What you should do
Copy exactly the lines from the one containing "Q: Put a point on each instance of the sand in" through the last line of the records, both included, and nothing more.

Supplied records
#####

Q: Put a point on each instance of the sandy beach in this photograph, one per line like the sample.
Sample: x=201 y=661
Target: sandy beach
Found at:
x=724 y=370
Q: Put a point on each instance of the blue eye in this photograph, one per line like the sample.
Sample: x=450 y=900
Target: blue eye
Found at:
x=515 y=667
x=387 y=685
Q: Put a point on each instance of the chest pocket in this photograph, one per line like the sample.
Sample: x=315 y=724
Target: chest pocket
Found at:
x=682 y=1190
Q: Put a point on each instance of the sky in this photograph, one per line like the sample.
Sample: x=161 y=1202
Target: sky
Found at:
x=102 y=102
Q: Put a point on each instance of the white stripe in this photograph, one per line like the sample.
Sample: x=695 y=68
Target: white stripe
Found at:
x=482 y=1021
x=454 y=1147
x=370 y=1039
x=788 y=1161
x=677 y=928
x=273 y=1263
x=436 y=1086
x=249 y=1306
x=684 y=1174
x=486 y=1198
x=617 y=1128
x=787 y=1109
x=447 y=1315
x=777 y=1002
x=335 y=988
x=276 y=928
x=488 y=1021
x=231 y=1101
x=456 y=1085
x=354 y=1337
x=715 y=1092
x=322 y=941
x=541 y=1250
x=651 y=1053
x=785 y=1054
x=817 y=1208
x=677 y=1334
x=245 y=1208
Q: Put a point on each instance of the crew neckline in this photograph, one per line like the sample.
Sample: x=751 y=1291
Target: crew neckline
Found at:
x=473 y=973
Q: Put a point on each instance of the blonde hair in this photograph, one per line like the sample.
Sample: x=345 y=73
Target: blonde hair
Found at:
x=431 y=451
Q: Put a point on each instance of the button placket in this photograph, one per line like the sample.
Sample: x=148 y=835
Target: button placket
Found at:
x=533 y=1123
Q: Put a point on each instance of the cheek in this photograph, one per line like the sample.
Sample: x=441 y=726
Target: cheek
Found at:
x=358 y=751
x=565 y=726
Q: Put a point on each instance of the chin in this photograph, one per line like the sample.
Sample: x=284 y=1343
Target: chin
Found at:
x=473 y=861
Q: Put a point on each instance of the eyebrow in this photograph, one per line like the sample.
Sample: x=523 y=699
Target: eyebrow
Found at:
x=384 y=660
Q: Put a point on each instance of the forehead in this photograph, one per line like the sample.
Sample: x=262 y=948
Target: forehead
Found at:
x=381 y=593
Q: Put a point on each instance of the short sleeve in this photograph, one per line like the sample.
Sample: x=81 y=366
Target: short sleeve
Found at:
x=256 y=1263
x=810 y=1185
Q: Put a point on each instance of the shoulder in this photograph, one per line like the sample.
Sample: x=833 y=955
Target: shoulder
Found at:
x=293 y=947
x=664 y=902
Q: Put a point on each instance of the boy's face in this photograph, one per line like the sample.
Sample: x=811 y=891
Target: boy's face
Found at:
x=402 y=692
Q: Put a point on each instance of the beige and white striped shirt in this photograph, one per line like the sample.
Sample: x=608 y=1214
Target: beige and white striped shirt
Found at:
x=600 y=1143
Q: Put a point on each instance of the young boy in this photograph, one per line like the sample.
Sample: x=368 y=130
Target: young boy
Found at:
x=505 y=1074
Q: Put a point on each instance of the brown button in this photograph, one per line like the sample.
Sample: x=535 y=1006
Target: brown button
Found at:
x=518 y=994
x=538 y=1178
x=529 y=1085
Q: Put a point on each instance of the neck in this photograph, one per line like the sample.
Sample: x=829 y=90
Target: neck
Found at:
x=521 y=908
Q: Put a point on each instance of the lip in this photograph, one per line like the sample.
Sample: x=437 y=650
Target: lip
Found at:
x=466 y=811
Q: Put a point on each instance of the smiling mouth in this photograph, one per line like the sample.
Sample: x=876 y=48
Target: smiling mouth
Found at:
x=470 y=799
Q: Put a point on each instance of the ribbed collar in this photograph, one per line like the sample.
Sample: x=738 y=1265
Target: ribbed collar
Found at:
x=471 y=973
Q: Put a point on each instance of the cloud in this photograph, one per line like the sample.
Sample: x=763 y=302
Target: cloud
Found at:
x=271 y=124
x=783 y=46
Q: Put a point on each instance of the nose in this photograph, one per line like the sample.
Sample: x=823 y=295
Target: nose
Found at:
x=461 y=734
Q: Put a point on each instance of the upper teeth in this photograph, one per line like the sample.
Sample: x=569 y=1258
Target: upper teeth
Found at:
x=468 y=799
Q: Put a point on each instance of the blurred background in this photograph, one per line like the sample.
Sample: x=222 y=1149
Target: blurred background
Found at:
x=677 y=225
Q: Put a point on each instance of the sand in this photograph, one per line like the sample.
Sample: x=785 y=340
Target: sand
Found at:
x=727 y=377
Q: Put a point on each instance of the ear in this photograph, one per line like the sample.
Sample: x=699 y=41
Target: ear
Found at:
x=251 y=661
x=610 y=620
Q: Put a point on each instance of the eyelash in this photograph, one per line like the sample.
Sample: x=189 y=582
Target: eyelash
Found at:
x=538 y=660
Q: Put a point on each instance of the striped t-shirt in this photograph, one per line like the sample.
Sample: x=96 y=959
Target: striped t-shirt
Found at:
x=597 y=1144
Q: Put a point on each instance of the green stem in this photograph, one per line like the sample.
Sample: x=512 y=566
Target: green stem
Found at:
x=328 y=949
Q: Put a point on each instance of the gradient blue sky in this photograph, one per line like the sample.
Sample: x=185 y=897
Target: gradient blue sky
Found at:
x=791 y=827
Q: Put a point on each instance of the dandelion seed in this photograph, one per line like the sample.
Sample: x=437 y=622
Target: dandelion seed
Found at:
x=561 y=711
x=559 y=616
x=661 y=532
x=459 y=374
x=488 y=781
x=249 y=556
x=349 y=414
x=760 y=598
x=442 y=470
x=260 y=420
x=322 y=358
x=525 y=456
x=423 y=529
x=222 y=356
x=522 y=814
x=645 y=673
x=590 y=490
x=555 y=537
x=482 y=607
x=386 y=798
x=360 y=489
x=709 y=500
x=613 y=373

#####

Worked solution
Q: Put a point on each instance of the sand in this photograph, one per line like the sample.
Sample: x=785 y=340
Target: sand
Found at:
x=727 y=377
Q: Put a point on each instance of the ear in this photograph, one per line like the sample.
Sample: x=699 y=41
Target: ear
Found at:
x=251 y=661
x=610 y=620
Q: Put a point on each instance of the eyelash in this photograph, one per line like the sample.
Sample: x=189 y=582
Target: eyelash
Found at:
x=538 y=660
Q: Put a point on each instance of the striped t-shirt in this photograph, one per line like the sample.
Sample: x=96 y=959
Target: striped t-shirt
Found at:
x=597 y=1144
Q: Put a point on each instance of the green stem in this photograph, one per line like the sample.
Sample: x=512 y=566
Target: green stem
Found at:
x=328 y=949
Q: Put a point on each instance of the gradient blue sky in this photograph, one per line like the sample.
Sample: x=185 y=897
Target: gradient blue sky
Found at:
x=791 y=827
Q: Put a point on each instance of the dandelion seed in this photograph, one per line like the sample.
Sample: x=437 y=622
Target: dandelion seed
Found at:
x=561 y=711
x=559 y=616
x=661 y=532
x=459 y=374
x=488 y=781
x=249 y=556
x=349 y=414
x=760 y=598
x=442 y=470
x=260 y=420
x=322 y=358
x=525 y=456
x=423 y=529
x=222 y=356
x=522 y=814
x=645 y=673
x=590 y=490
x=555 y=537
x=482 y=607
x=386 y=798
x=360 y=489
x=709 y=500
x=613 y=373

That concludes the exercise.